◆ PROBLEMAS POR RESOLVER:
#1 Reproduce sin cambios el fragmento del texto sobre acciones directas y reflexivas que empieza en "Tomemos un ejemplo." y termina en "la acción reflexiva.".
#2 Responde a partir del texto sobre acciones directas y reflexivas:
(a) ¿Qué dos clases de acciones se distinguen?
(b) En el ejemplo de la roca, ¿hacia qué está dirigida la segunda acción?
(c) En la segunda reflexión, ¿qué papel toma la reflexión previa?

◆ TEXTO DE LECTURA:
:::::

A partir de lo dicho, podemos hacer una distinción entre dos clases de acciones: las acciones directas y las reflexivas. Estas son distinciones funcionales o relacionales —solamente tienen sentido dentro de una determinada relación. No hay acciones directas o reflexivas de por sí. Hablamos de acción reflexiva cuando fijamos la acción en un determinado nivel y actuamos sobre esa acción.
Tomemos un ejemplo. Estamos volcados en la acción de esculpir sobre una roca. Esta es una acción dirigida hacia la roca. Si descubrimos que no podemos hacer un determinado corte, podemos suspender lo que estamos haciendo y replegarnos para especular sobre otras maneras de hacerlo. Esta segunda acción no está dirigida hacia la roca sino hacia la acción de esculpir en ella. En este ejemplo, esculpir en la roca constituye la acción directa y especular acerca de otras formas de hacerlo (actuar sobre la acción de esculpirla), constituye la acción reflexiva.
Puede suceder, sin embargo, que no logremos descubrir una mejor manera de hacer el corte en la roca. Podemos entonces decir: «Eh, quizás no estoy reflexionando de manera efectiva. No me estoy concentrando bien, etcétera.» Puedo decidir entonces reflexionar, ya no en la acción de esculpir en la roca sino en la acción de reflexionar sobre la acción de esculpir en la roca. Como podemos ver, esto puede dar infinitas vueltas. Al hacer esto, el reflexionar sobre la forma en que previamente estaba reflexionando se convierte en acción reflexiva. Más aún, mi reflexión previa (que constituía acción reflexiva en el ejemplo anterior) toma el papel de acción directa de esta segunda reflexión.

:::::

◆ EXTRACTOS DE REGISTROS:
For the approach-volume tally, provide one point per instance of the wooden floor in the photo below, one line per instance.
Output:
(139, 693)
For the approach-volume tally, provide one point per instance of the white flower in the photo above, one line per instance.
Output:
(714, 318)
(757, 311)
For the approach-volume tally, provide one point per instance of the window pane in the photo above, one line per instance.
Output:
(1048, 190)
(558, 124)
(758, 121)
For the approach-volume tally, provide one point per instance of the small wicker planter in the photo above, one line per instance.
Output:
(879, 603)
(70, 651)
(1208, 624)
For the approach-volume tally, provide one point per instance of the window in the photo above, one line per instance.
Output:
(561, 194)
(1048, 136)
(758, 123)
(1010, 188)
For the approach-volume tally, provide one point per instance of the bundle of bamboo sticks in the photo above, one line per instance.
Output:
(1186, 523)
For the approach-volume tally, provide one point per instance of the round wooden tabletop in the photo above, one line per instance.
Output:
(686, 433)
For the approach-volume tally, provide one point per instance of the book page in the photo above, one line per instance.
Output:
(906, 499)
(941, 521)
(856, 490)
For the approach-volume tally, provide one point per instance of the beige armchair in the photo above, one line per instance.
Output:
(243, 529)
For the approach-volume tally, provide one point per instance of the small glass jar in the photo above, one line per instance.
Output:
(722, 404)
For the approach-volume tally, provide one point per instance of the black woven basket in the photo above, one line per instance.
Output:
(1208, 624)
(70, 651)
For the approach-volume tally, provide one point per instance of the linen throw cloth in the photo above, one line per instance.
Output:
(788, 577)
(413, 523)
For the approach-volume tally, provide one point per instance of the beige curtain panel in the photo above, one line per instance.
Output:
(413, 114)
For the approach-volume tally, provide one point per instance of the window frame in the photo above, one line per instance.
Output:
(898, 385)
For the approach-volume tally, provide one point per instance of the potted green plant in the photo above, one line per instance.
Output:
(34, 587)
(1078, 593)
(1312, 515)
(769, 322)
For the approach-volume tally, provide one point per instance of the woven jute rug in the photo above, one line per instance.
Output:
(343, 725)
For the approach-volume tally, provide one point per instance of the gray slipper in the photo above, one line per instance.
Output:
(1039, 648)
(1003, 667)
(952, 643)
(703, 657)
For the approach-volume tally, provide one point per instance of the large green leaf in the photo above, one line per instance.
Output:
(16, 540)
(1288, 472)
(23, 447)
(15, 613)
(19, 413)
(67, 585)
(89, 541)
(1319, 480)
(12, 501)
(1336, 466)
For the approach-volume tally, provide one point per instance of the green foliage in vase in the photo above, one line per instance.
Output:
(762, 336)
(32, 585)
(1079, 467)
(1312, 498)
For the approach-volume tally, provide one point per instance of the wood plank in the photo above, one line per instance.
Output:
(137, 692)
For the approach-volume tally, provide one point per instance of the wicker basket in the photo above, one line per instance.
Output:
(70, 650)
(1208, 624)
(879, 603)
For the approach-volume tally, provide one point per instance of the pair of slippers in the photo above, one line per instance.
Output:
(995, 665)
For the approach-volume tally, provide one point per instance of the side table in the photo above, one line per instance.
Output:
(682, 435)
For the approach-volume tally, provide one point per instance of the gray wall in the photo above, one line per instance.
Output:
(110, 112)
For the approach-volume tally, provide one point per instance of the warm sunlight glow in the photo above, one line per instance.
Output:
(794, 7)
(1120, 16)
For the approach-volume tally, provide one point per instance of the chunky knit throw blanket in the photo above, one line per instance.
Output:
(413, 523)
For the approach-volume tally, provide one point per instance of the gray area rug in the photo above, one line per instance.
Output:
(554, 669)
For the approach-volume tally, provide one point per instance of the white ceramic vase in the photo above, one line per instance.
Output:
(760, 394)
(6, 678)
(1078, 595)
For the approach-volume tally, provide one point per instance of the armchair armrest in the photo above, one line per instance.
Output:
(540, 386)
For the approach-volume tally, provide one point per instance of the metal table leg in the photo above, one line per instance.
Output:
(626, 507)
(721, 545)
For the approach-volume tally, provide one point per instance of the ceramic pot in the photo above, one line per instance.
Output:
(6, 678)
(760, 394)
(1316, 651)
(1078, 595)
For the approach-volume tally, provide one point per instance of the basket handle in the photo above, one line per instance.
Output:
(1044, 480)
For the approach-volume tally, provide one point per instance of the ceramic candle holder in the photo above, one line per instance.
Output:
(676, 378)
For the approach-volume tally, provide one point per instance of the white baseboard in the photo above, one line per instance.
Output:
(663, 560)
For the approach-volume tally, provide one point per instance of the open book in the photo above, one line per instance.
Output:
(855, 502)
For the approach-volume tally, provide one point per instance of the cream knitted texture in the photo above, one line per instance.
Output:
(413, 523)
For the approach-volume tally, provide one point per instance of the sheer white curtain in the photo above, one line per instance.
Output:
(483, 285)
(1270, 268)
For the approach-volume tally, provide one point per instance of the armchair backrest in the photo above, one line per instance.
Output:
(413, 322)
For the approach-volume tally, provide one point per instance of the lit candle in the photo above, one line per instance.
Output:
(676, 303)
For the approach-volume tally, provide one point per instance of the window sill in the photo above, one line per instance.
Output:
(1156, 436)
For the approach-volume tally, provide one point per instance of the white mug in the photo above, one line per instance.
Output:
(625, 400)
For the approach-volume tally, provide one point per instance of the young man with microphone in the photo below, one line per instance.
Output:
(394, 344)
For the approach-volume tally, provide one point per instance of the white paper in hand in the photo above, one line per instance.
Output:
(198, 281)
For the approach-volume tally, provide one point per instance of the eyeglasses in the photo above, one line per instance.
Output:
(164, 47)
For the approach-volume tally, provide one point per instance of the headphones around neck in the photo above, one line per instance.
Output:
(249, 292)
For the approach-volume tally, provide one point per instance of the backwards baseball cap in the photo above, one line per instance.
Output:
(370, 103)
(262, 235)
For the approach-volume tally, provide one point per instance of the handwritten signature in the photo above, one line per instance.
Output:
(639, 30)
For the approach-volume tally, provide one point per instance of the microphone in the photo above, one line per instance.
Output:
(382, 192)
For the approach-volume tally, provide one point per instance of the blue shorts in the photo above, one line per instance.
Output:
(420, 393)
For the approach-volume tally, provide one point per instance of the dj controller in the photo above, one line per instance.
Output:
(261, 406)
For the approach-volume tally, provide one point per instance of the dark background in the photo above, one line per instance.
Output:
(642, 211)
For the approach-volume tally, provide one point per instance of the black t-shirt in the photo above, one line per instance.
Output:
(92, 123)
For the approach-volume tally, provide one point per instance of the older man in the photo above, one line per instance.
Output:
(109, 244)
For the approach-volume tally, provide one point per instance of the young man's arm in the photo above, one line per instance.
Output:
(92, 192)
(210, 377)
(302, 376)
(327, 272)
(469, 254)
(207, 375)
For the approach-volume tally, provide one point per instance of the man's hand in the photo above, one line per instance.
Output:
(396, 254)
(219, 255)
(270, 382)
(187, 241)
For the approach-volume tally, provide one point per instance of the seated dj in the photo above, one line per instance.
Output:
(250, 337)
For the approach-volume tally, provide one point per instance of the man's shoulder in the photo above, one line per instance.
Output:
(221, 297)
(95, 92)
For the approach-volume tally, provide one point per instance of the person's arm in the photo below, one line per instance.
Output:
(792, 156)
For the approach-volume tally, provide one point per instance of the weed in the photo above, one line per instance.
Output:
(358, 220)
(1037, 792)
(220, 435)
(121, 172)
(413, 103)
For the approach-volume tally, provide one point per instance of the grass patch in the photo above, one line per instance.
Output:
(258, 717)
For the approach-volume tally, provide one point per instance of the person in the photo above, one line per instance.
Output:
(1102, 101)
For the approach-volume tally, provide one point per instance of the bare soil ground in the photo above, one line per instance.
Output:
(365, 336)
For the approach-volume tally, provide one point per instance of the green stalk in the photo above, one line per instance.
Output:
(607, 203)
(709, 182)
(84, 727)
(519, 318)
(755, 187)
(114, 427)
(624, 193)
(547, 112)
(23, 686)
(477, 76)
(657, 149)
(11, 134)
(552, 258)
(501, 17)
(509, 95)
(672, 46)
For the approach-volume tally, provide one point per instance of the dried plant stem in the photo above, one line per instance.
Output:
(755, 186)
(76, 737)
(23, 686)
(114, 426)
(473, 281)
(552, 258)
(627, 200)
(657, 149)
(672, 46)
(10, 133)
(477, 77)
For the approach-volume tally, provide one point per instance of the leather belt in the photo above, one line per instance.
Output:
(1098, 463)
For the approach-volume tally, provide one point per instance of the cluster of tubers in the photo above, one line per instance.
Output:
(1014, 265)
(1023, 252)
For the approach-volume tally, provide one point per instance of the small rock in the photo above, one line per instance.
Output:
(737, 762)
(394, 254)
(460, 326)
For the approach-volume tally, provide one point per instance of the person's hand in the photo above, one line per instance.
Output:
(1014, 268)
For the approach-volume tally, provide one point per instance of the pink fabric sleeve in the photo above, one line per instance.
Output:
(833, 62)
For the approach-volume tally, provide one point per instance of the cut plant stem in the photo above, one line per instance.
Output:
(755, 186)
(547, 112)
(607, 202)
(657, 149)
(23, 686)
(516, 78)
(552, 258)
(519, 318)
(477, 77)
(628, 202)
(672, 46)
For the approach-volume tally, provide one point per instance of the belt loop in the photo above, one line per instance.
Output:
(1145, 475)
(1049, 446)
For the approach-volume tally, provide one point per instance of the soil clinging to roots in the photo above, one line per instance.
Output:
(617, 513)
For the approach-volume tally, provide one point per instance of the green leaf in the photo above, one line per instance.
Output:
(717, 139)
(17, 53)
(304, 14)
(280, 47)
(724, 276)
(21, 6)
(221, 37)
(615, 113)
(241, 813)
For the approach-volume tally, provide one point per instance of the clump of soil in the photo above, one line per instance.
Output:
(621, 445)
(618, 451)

:::::

◆ RESULTADOS DE TAREAS:
#1
Tomemos un ejemplo. Estamos volcados en la acción de esculpir sobre una roca. Esta es una acción dirigida hacia la roca. Si descubrimos que no podemos hacer un determinado corte, podemos suspender lo que estamos haciendo y replegarnos para especular sobre otras maneras de hacerlo. Esta segunda acción no está dirigida hacia la roca sino hacia la acción de esculpir en ella. En este ejemplo, esculpir en la roca constituye la acción directa y especular acerca de otras formas de hacerlo (actuar sobre la acción de esculpirla), constituye la acción reflexiva.

#2
(a) Las acciones directas y las reflexivas.
(b) Hacia la acción de esculpir en la roca, no hacia la roca.
(c) El papel de acción directa.